» **What to do**:
Look below for the line containing "Task: each <instance>"; from there through the line containing "positive clicks: (342, 359)", both lines included, please set down each line exactly and nothing else.

» **Information shown**:
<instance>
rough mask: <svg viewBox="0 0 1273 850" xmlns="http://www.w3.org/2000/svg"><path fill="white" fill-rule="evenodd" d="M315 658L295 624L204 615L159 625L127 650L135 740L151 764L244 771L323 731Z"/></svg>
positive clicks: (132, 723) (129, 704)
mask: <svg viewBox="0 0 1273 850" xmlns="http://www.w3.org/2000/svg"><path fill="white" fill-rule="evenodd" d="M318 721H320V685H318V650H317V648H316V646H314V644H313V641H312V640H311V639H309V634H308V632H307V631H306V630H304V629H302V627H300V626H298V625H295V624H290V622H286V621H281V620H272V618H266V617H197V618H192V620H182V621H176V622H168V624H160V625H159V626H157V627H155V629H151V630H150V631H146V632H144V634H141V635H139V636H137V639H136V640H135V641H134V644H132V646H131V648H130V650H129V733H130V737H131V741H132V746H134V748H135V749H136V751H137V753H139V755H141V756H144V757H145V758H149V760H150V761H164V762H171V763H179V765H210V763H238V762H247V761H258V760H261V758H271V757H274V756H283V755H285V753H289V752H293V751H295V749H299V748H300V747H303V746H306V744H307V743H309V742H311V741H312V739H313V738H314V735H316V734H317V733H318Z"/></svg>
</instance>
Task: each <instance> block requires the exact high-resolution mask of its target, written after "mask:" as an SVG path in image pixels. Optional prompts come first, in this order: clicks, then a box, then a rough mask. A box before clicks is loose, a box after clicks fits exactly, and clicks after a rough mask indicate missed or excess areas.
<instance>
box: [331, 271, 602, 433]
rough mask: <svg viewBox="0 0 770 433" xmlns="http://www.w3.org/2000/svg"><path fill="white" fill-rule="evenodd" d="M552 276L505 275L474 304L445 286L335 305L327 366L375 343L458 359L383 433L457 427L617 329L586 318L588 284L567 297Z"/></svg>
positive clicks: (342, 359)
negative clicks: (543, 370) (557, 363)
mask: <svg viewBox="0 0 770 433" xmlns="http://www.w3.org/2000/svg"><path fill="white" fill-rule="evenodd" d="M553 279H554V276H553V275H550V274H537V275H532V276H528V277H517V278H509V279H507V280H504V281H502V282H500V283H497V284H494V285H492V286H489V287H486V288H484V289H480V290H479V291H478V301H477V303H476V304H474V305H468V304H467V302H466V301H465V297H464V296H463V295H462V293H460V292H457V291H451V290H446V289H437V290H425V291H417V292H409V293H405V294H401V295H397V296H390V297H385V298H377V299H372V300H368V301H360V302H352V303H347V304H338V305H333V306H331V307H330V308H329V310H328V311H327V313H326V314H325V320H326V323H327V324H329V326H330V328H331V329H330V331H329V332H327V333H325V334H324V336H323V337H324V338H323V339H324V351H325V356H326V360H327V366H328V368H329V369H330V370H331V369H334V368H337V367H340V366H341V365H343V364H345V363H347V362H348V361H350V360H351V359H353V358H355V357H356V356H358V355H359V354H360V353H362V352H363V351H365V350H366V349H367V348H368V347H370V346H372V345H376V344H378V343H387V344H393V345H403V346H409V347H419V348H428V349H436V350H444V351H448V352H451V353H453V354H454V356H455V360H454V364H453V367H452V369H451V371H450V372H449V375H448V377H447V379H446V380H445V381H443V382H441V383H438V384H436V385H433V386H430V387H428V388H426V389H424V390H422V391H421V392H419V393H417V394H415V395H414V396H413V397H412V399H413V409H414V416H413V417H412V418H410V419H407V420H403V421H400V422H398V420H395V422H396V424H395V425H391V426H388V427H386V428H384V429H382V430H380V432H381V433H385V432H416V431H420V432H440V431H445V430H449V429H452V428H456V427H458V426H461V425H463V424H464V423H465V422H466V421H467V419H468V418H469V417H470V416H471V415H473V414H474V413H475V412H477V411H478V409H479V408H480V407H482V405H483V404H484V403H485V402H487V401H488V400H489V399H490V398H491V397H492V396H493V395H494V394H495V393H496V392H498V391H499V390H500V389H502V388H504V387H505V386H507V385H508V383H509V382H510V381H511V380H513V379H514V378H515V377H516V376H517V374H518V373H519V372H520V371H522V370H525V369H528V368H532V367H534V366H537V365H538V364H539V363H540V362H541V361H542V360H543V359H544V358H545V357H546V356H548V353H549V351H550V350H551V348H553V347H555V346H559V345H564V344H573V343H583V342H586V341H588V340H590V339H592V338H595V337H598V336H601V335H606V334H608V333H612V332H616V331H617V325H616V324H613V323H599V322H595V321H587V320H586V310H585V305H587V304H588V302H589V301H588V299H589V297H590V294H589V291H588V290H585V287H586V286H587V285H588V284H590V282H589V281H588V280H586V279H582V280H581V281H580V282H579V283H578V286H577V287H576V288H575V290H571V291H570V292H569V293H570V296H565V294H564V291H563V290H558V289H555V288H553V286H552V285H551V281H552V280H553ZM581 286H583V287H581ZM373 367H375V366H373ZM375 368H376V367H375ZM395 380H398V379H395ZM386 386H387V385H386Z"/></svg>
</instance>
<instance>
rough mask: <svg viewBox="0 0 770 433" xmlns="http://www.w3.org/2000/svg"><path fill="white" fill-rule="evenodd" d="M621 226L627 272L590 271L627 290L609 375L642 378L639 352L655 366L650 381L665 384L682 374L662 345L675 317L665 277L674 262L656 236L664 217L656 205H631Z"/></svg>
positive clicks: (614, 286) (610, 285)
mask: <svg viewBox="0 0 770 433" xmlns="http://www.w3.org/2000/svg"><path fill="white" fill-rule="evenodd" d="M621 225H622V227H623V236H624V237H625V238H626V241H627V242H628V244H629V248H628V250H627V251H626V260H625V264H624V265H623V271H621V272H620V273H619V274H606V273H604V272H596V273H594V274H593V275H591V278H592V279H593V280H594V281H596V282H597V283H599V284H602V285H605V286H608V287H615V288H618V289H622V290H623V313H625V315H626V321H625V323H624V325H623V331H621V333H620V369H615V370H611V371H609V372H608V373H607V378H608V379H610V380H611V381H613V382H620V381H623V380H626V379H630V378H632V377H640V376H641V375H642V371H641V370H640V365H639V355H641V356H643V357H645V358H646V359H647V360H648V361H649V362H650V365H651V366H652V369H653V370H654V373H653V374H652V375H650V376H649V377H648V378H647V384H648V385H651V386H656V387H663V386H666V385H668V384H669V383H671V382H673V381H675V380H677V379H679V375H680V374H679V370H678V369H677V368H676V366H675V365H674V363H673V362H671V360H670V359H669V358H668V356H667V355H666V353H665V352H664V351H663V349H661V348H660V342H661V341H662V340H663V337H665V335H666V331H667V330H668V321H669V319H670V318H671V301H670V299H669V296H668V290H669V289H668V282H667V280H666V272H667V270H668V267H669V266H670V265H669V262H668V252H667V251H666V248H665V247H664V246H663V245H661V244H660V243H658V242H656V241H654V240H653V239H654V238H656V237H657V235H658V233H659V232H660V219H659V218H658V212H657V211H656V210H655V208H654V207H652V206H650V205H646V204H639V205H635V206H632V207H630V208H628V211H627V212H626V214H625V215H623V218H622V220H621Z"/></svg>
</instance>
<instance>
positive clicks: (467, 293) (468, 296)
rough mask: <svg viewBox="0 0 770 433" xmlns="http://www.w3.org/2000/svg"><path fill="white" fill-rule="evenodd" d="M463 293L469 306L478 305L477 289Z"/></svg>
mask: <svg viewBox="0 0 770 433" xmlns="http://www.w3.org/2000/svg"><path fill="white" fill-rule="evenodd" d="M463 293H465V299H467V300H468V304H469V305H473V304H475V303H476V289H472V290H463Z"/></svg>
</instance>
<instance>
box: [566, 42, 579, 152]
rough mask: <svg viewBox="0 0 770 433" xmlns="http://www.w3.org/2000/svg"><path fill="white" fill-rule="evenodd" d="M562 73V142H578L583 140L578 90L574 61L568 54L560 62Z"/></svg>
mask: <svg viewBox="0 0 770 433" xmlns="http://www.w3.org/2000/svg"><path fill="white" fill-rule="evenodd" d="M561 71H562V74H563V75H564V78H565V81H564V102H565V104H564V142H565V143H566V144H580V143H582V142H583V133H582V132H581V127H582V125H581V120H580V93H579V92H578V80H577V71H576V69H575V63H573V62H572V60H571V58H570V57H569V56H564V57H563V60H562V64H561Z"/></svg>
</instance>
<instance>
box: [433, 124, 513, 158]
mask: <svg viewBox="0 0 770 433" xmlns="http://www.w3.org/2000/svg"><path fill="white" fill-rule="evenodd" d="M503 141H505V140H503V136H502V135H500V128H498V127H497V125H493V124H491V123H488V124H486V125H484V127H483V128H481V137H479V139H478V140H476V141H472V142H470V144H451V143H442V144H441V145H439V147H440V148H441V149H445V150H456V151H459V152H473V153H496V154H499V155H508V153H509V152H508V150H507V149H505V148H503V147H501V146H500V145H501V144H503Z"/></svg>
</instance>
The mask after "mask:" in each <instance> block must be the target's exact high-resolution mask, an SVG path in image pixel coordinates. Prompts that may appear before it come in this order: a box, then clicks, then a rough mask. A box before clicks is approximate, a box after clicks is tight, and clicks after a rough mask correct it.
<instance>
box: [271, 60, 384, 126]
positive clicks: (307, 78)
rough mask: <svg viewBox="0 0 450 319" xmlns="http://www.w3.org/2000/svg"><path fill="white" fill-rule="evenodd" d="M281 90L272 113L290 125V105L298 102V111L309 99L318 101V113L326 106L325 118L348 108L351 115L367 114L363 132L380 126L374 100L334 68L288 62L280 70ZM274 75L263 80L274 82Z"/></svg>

» **Response to the task**:
Task: each <instance> block requires the exact high-resolution mask of its target, written after "mask:" as an SVG path in image pixels. Optional prompts come first, in this order: clicks, then a box, then a rough mask. A box before clicks is loose, a box after clicks fits exactly, and clicks after a rough mask indicate missed or excess areas.
<instance>
box: [331, 271, 602, 433]
rough mask: <svg viewBox="0 0 770 433" xmlns="http://www.w3.org/2000/svg"><path fill="white" fill-rule="evenodd" d="M552 276L505 275L474 304L445 286L335 305L327 366L375 343L458 359L383 433L457 427L617 329L586 318L588 284L567 297Z"/></svg>
positive clicks: (342, 359)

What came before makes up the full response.